Problem description => Can you reproduce the listing from the line containing "Can you see the woman's smiling" through the line containing "[[452, 425]]", both included, requests and all, with every coordinate in the answers multiplied by 2.4 and rounded to a whole number, halves up? Give back only those lines.

[Object position labeling entries]
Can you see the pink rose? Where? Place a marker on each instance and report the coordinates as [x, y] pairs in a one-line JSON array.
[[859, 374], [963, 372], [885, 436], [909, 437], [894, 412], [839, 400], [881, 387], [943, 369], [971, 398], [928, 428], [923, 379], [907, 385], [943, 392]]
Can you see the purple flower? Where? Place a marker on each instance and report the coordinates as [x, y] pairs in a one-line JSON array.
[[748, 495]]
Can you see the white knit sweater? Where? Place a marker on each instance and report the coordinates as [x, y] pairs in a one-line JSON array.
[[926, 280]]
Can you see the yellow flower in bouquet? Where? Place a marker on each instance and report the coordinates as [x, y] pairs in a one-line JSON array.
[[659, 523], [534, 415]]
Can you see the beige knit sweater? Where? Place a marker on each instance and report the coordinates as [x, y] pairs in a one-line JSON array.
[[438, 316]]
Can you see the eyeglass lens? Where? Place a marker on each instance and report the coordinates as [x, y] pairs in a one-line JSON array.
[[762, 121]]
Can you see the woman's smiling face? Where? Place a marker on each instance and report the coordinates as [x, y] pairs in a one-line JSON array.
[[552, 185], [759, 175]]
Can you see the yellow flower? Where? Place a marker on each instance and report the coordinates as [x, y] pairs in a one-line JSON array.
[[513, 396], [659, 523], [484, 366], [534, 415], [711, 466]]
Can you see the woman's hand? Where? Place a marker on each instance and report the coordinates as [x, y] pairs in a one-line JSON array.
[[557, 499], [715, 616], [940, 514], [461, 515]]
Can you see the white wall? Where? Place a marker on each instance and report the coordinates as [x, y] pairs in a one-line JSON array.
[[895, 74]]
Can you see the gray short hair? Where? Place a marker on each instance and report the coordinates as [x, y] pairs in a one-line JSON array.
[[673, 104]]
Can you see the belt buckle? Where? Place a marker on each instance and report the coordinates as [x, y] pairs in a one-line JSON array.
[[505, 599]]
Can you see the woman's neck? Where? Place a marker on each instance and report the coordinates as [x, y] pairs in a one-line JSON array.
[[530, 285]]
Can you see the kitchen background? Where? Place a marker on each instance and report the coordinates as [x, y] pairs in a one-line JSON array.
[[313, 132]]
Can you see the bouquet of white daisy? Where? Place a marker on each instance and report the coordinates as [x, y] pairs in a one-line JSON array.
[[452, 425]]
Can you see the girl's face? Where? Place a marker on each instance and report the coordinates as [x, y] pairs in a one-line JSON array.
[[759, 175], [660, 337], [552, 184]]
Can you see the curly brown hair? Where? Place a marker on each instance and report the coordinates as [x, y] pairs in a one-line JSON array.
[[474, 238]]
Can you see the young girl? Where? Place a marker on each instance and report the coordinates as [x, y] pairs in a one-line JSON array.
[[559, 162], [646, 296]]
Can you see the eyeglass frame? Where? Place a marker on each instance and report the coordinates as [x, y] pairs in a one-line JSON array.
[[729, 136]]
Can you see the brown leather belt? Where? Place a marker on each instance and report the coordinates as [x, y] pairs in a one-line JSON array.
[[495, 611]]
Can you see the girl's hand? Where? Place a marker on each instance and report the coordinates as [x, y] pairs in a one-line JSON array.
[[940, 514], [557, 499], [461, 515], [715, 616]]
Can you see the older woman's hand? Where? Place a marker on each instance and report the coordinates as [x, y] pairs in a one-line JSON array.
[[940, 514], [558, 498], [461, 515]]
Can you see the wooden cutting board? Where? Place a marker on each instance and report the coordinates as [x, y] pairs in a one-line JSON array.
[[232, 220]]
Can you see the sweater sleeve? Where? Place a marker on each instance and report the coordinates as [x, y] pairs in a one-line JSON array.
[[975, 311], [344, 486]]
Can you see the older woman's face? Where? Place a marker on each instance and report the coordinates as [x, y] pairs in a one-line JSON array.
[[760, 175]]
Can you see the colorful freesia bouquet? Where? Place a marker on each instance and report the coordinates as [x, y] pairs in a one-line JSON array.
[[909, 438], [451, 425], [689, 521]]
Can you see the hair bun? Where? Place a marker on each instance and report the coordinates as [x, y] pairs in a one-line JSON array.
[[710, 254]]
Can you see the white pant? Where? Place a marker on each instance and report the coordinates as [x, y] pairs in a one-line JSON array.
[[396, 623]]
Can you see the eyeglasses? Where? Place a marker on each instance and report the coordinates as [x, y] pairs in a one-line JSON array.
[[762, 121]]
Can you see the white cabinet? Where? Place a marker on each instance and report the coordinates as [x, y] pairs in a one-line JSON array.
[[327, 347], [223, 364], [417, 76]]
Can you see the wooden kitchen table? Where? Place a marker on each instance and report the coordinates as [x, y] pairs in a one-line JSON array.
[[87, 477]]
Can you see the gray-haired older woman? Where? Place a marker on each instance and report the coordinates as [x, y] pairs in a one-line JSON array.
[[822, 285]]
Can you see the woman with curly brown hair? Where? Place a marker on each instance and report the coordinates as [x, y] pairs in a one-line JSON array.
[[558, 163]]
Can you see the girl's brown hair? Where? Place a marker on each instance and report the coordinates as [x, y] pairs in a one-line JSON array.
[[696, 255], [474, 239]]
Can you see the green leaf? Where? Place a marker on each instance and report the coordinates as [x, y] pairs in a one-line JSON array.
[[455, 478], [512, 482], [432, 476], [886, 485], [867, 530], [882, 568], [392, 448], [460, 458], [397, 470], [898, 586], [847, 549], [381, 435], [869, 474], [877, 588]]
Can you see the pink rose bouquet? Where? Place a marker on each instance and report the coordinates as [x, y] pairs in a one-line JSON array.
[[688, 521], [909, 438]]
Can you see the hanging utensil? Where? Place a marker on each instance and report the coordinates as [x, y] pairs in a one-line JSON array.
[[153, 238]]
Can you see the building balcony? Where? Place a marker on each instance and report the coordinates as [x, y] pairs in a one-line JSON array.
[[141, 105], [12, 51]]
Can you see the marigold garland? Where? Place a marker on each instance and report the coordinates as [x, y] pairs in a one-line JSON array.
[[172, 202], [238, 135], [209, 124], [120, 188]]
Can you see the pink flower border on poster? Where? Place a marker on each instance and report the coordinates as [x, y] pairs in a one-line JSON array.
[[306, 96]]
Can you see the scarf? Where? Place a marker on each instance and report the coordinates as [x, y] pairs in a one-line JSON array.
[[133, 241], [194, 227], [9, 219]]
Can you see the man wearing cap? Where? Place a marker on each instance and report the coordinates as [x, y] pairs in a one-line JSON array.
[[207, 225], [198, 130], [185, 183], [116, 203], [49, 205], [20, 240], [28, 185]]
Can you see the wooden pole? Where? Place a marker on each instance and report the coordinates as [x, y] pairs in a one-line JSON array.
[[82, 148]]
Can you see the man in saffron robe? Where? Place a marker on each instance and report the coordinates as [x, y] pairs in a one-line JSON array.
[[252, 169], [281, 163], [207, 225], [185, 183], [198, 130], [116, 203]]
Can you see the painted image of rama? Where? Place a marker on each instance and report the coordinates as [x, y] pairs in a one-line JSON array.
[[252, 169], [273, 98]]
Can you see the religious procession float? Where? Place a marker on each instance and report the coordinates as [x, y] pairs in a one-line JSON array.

In response =>
Can you see the woman's smiling face? Where? Place a marker on each instance and report the coordinates as [x, y] pairs in a one-line JSON array.
[[1325, 444], [1822, 420]]
Can you see the yellow flower? Where? Place a marker on each instance and report the coordinates as [x, y] pairs in a one-line JSON array.
[[1231, 950], [1582, 1255], [1162, 878], [1282, 996], [1706, 1118]]
Can you see the woman's hand? Where? Place a marker on each instance and report the coordinates as [x, y] pairs in a one-line JSON array.
[[1337, 1198], [1716, 1478], [2256, 1234], [1106, 1236]]
Can you see the white wall? Where? Place a marker on each instance and report the coordinates as [x, y] pairs in a one-line JSON array.
[[2148, 178]]
Can you see the gray short hair? Where? Place a marker on each instance and report the coordinates as [x, y] pairs in a one-line JSON array.
[[1615, 250]]
Can you see the belt buckle? Where? Place a marker on each instance and report the coordinates as [x, y] pairs in a one-line JSON array.
[[1212, 1438]]
Can you see the woman's neck? Where? Place a marker on each instance and report the coordinates as [x, y] pairs in a one-line JSON array.
[[1272, 684]]
Can you see the kitchen background? Where? Place a marker on each instance and report the coordinates as [x, y] pairs in a one-line JSON array.
[[751, 317]]
Can you see the bouquet of white daisy? Where? Place a marker on each instance and report the coordinates as [x, y] pairs in a one-line JSON array.
[[1085, 1020]]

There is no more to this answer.